◆ À explorer:
- A) D'après l'article sur le procès antitrust contre Google, expliquez en une à trois phrases pourquoi, selon le directeur juridique d'Alphabet, les gens utilisent Google.
- B) Résumez en deux phrases l'article sur le procès antitrust contre Google.
- C) Rédigez la suite de l'article sur le procès antitrust contre Google en reprenant après sa dernière phrase.

◆ Extrait du document:

D'après le gouvernement américain, Google a bâti sa domination sur la recherche en ligne grâce à des contrats illégaux avec des entreprises telles que Samsung, Apple et Firefox, pour que son outil soit installé par défaut sur leurs smartphones et services.
Pendant 10 semaines d'auditions d'une centaine de témoins, Google va tenter de persuader un juge fédéral que les accusations du ministère américain de la justice sont infondées. "Notre succès est mérité", a affirmé Kent Walker, directeur juridique d'Alphabet, la maison mère de Google, dans une déclaration officielle.
Les gens n'utilisent pas Google parce qu'ils n'ont pas le choix mais parce qu'ils le veulent. Il est facile de changer de moteur de recherche par défaut, on n'est plus à l'époque des modems et des CD-ROM.
Kent Walker, directeur juridique d'Alphabet
C'est le plus important procès antitrust intenté contre une grande entreprise technologique depuis que la même autorité s'est attaquée à Microsoft, il y a plus de vingt ans, à propos de la domination du système d'exploitation Windows. Google était alors "la coqueluche de la Silicon Valley en tant que start-up pugnace qui proposait un moyen novateur de faire des recherches sur l'internet naissant", a déclaré le ministère dans sa plainte. "Ce Google a disparu depuis longtemps".
Lancées en 1998, les poursuites de Washington contre Microsoft se sont terminées par un accord en 2001, après qu'une cour d'appel a annulé une décision ordonnant la scission de l'entreprise.
Puissance
"Cette affaire aura une forte incidence sur la manière dont les plateformes technologiques fonctionneront à l'avenir", prédit John Lopatka, professeur de droit à la Penn State's School of Law.
Le procès va porter principalement sur les contrats passés entre Google et des fabricants d'appareils, des opérateurs de téléphonie mobile (comme T-Mobile ou AT&T) et d'autres entreprises, laissant peu de chance à ses concurrents de rivaliser, selon le gouvernement.
Google, dont le nom est devenu synonyme de la recherche en ligne dans le langage courant, représente 90% de ce marché aux États-Unis et dans le monde entier, notamment grâce aux recherches sur les smartphones, essentiellement des iPhone (Apple) et des téléphones opérés par Android (Google). Ses rivaux, comme Bing (Microsoft) et DuckDuckGo, n'ont jamais réussi à gagner beaucoup de terrain.
Le groupe californien rétorque que la popularité de son moteur de recherche est dûe à la qualité imbattable de son service, qui s'est imposé comme la référence depuis son lancement en 1998 par Sergey Brin et Larry Page.

◆ Données affichées:

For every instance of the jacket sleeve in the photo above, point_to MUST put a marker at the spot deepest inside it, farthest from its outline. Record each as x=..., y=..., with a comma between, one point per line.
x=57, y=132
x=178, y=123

◆ Réponses attendues:
- A) Selon Kent Walker, les gens utilisent Google parce qu'ils le veulent, et non parce qu'ils n'ont pas le choix. Il affirme en effet qu'il est facile de changer de moteur de recherche par défaut, puisque l'époque des modems et des CD-ROM est révolue.

- B) Le gouvernement américain accuse Google, qui détient 90 % du marché de la recherche en ligne, d'avoir bâti sa domination grâce à des contrats illégaux pour que son outil soit installé par défaut chez des fabricants d'appareils, des opérateurs et d'autres entreprises. Google tentera de convaincre un juge fédéral, pendant dix semaines d'auditions, que ces accusations sont infondées, en soutenant que sa popularité tient à la qualité de son service, dans le plus important procès antitrust contre une grande entreprise technologique depuis celui visant Microsoft il y a plus de vingt ans.

- C)
"Il s'agit d'une affaire rétrograde à une époque d'innovation sans précédent", a lancé Kent Walker. Il mentionne également :
Des percées dans l'intelligence artificielle, de nouvelles applications et de nouveaux services qui créent tous plus de concurrence et plus d'options que jamais auparavant pour le public.
Kent Walker, directeur juridique d'Alphabet
Les avocats de la société devraient ainsi mettre en avant la transformation récente de Bing avec l'ajout de fonctionnalités d'intelligence artificielle générative, qui permettent d'échanger en langage courant avec le moteur de recherche.
Google et Microsoft sont engagés dans une course effrénée dans cette technologie, rivalisant à coup de chatbots et autres assistants numériques censés bouleverser la plupart des tâches en ligne. Microsoft a eu une longueur d'avance grâce à ses investissements majeurs dans OpenAI, la start-up de ChatGPT.
Appel
Google risque gros. Si dans quelques mois le juge Amit Mehta tranche en faveur des Etats-Unis, le groupe risque d'être forcé de se séparer de certaines activités pour l'obliger à changer ses méthodes. En Europe, il a déjà été condamné à des amendes de plus de 8,2 milliards d'euros pour diverses infractions au droit de la concurrence, bien que certaines de ces décisions fassent l'objet d'un appel.
Aux Etats-Unis, Alphabet fait face à d'autres accusations de monopole, concernant notamment la publicité en ligne.
L'enjeu est aussi de taille pour le gouvernement de Joe Biden. Les poursuites ont été lancées en 2020 par l'administration de Donald Trump, mais le président démocrate a mis un point d'honneur à défier les géants de la tech, sans beaucoup d'effet jusqu'à présent.
Quelle que soit l'issue du procès, "ce n'est pas fini tant qu'il n'y aura pas eu d'appel", a souligné John Lopatka. "Donc ceux qui veulent réguler la tech ne devraient pas se désespérer si jamais le gouvernement perd cette manche. Mais ce serait une défaite importante", a-t-il précisé.